Please carry on the report about Palo Alto University's new Mountain View campus from its final sentence.

### Passage shown
[Start of Attachment]
Palo Alto University held a grand opening Thursday morning for its new Mountain View campus, the Gronowski Center Community Clinic, which houses classrooms and faculty and administrative offices and will serve as a hub for community workshops and events.
PAU is a private university that provides undergraduate and graduate-level education in psychology and counseling. Each year the school graduates approximately 100 clinical psychologists and 150 mental health counselors.
PAU administrators have been seeking a new location to house their remote services since before the pandemic. The new Mountain View campus, located at 1172 Castro St., away from the main campus on Arastradero Road in Palo Alto, is essential to university operations, serving as a more accessible site for students, faculty and clientele. The Gronowski Center was previously in Los Altos before the land was developed for new housing.
PAU president Maureen O’Connor saw the transition as the ideal opportunity for re-evaluating what the university needs in a new space.
The new Gronowski Center has an assembly room for events, classrooms, offices, clinical spaces and teletherapy rooms. The building is close to transit and other amenities in downtown Mountain View. Location accessibility for staff, students and clientele was key to administrators’ consideration of a new campus location, enabling PAU’s training clinics to meet the diverse mental health needs of residents of Santa Clara and San Mateo counties.
“We’re very excited,” O’Connor said. “I think there’s something about our physical environment and location that can really help generate all kinds of new ideas.”
[End of Attachment]
### Entries supplied
[Start of Attachment]
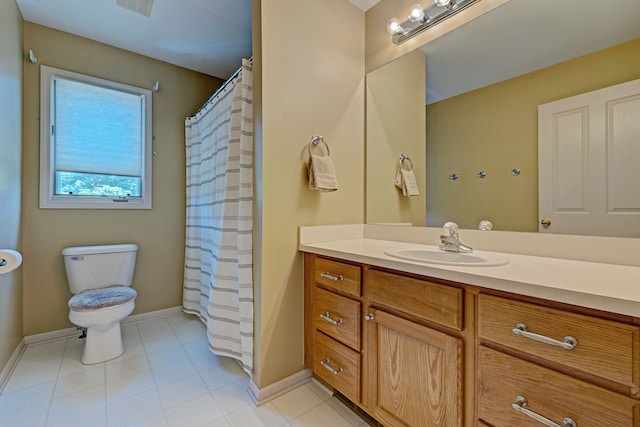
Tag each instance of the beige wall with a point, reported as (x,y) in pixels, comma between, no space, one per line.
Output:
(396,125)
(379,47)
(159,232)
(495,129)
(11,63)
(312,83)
[End of Attachment]
[Start of Attachment]
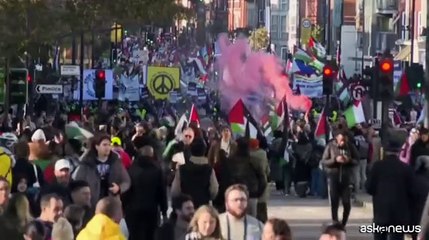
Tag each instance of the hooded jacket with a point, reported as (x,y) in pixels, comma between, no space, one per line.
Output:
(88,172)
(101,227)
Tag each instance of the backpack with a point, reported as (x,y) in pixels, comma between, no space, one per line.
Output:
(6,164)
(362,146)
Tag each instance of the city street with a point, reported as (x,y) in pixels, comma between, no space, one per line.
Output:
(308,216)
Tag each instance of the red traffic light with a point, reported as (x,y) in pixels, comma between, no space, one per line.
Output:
[End of Attachment]
[Start of Attachment]
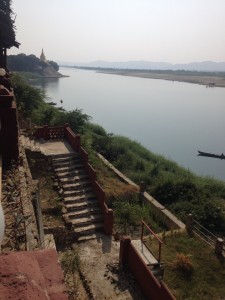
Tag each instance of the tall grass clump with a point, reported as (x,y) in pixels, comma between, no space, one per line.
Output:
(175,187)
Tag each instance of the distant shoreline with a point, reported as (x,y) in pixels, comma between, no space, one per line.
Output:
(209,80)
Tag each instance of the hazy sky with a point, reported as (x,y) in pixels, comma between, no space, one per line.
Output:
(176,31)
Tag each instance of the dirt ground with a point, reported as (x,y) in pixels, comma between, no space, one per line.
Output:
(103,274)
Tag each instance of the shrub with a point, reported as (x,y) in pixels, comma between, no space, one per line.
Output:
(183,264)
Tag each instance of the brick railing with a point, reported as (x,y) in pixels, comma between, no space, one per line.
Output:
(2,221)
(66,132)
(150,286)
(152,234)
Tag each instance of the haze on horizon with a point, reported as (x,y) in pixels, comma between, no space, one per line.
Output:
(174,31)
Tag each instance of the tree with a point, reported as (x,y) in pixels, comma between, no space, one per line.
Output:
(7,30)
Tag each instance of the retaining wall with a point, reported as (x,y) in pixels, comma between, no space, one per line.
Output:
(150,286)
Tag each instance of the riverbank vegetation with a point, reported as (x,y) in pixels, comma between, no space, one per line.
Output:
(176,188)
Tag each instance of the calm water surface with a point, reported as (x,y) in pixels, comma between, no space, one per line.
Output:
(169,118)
[End of Attachment]
### Result of this task
Administrators chose the location with the intent to facilitate closer collaboration with community partners based in Mountain View, including the Community Health Awareness Council, LifeMoves and other agencies, hospitals, schools and organizations.
“As we all know, there is an enormous need for affordable mental health services and well-trained mental health professionals,” Mountain View Mayor Lucas Ramirez said. “Palo Alto University brings both to our community, improving the quality of life for all residents.”
The grand-opening event featured a host of community leaders, including several Mountain View City Council members, and a keynote address by Joe Farrow, president of the board of the National Alliance of Mental Illness California chapter, who spoke of the urgent need for equitable access to health care.
“Through these doors over the next few decades will walk the practitioners who will be the change agents,” Farrow said. “We have here today a very nice facility surrounded with people who really care, with the greatest of hearts and the greatest of concern.”
The Gronowski Center includes two specialty clinics. The Sexual and Gender Identities Clinic offers psychotherapy services for LGBTQ individuals, and La Clinica Latina provides bicultural psychological services for Spanish-speaking people. In addition, an E-Clinic serves clientele via teletherapy. The Gronowski Center offers sliding-scale in-person and virtual services for adults, couples and children. Services are provided by doctoral-level student therapists supervised by licensed clinical psychologists.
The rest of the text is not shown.